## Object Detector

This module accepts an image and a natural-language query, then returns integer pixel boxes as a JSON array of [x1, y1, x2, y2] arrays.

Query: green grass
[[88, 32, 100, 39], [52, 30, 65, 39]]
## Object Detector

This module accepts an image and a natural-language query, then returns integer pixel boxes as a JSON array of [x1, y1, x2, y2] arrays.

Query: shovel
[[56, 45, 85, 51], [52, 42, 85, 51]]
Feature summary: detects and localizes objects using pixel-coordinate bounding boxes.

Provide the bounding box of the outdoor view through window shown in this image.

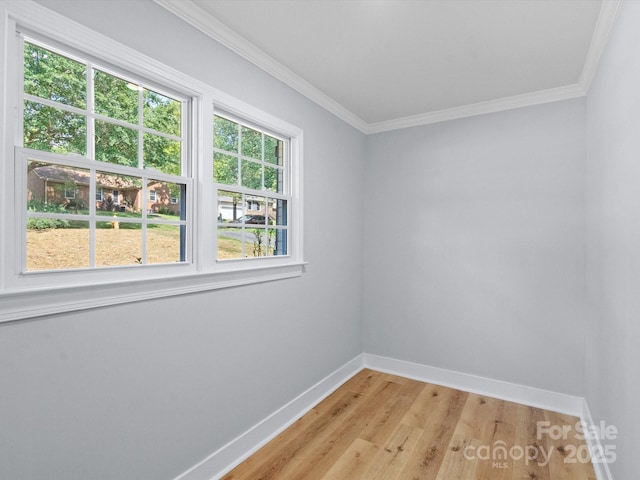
[214,114,289,260]
[22,40,189,271]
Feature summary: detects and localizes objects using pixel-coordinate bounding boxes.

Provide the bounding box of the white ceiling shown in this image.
[156,0,620,133]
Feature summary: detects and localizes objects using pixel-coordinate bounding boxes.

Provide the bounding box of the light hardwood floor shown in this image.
[222,369,595,480]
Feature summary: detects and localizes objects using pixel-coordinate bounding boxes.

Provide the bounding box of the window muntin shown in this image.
[21,38,190,272]
[214,114,289,260]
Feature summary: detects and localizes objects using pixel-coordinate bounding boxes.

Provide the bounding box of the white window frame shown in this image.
[0,1,304,323]
[213,110,291,261]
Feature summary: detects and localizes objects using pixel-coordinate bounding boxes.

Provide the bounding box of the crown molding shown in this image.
[153,0,369,134]
[579,0,622,93]
[156,0,621,136]
[365,84,586,134]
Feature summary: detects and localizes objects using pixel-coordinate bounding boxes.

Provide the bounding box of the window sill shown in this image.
[0,262,306,323]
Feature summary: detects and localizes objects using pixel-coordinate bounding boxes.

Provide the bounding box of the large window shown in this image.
[0,2,303,322]
[21,39,190,271]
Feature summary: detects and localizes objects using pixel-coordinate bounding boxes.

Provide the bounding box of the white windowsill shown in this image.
[0,262,306,323]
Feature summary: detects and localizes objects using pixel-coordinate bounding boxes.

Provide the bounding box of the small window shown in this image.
[63,185,76,199]
[214,113,289,259]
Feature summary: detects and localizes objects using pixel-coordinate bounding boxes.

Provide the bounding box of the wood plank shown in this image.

→ **THE PROBLEM**
Write out the records in full and exactly, omitting the pictures they hold.

→ **EXERCISE RESULT**
## Object Detector

This module accepts an image and a natural-language query, then returns integer pixel boxes as a JSON array of [x1, y1, x2, y2] arrays.

Query: green grass
[[88, 32, 100, 39], [52, 30, 65, 39]]
## Object Detector

This module accepts an image and a natural-language query, then returns integer pixel boxes as a JSON array of [x1, y1, x2, y2] arrays.

Query: shovel
[[56, 45, 85, 51], [52, 42, 85, 51]]
Feature summary: detects and localizes objects using pixel-coordinate bounding boxes.

Provide the bounding box of the outdoor view through window shown in this image.

[214,114,289,260]
[22,40,189,271]
Feature summary: detects and localizes objects using pixel-coordinate bounding boxes.

Provide the bounding box of the white ceiling shown in this image.
[156,0,620,133]
Feature summary: detects and localizes objects using pixel-coordinate bounding boxes.

Provide the bounding box of the light hardwood floor shown in this image.
[222,369,595,480]
Feature summary: detects and localizes objects using pixel-coordinate bounding boxes.

Provide the bounding box of the window muntin shown in this image.
[21,38,190,272]
[214,114,289,260]
Feature summary: detects and localizes objects using pixel-coordinate bounding boxes.

Provide the bounding box of the white window frame shown in this image.
[0,1,304,323]
[213,110,291,261]
Feature summary: detects and localizes objects using pixel-coordinate bounding boxes.

Provide the bounding box of the crown molding shown in this image.
[153,0,369,134]
[579,0,622,93]
[156,0,621,136]
[365,84,586,134]
Feature summary: detects and localizes objects using pixel-coordinate bounding boxes.

Provide the bounding box of the window sill shown in this image.
[0,262,306,323]
Feature summary: detects and localizes objects using pixel-coordinate bounding boxes.

Provide the bounding box of the large window shown in this image.
[0,2,303,322]
[21,39,190,271]
Feature summary: detects and localizes objects using pixel-coordinate bounding boxes.

Provide the bounding box of the white windowsill shown in this image.
[0,262,306,323]
Feature summary: detects and localizes objects using pixel-coordinate bounding boxes.

Provide the bounding box of the small window shown in this image.
[63,185,76,199]
[214,113,289,259]
Feature summary: detects and localizes objects using pixel-coordinate bounding boxes.

Provide the bounding box of the wood plank shown in this image.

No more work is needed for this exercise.